● Alıştırmanın Amacı:
Aşağıdaki listenin tüm satırlarını hiçbir değişiklik yapmadan harfi harfine yeniden yazın.

[Kaydedilmiş veri girdileri]
━━━━━━━━━━━━━━━━━━━━━━━━━━━━━━

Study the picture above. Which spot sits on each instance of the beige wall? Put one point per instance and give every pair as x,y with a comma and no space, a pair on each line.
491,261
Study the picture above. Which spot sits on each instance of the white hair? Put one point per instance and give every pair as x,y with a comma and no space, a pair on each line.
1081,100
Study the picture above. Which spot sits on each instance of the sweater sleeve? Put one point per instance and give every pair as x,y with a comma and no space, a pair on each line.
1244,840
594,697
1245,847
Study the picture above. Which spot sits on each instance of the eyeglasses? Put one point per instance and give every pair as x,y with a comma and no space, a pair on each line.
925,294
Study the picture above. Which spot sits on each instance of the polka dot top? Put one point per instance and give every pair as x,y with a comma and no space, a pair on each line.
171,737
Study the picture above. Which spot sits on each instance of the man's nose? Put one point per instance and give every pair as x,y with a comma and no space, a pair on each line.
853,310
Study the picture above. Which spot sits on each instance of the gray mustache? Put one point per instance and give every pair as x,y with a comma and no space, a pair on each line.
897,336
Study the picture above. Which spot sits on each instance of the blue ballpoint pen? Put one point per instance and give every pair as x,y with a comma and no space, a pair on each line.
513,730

━━━━━━━━━━━━━━━━━━━━━━━━━━━━━━

● Görevin Sonucu:
Study the picture above. Which spot sits on each instance of the beige wall? Put one point per instance and give every pair as x,y with a comma and no space, a pair on each line.
491,261
Study the picture above. Which spot sits on each instance of the white hair? Put one point per instance and give every pair as x,y with a comma and no space, a pair on each line.
1081,100
Study the picture above. Which spot sits on each instance of the sweater sleeve? Put one point per instance and give every pair as x,y with a comma and no space, a pair on each line.
1244,840
594,697
1245,847
Study the picture above. Which spot sits on each instance of the eyeglasses? Put one point per instance and give every pair as x,y with a comma and no space, a pair on each line.
925,294
Study the picture above. Which spot sits on each instance of the polka dot top? Put one point per instance and give every pair as x,y with a comma and no space, a pair on each line.
171,737
Study the picture above. Which spot sits on each instance of the man's nose? Put one point per instance and give every pair as x,y with a comma and no space, a pair on each line.
853,310
Study the picture above. Which spot sits on each instance of the gray mustache? Put one point per instance and give every pair as x,y with a comma and no space, a pair on each line.
897,336
Study the picture above. Which spot sits on each instance of the blue ballpoint pen? Put one point per instance and give every pair as x,y with a comma and no space, a pair on each line.
513,730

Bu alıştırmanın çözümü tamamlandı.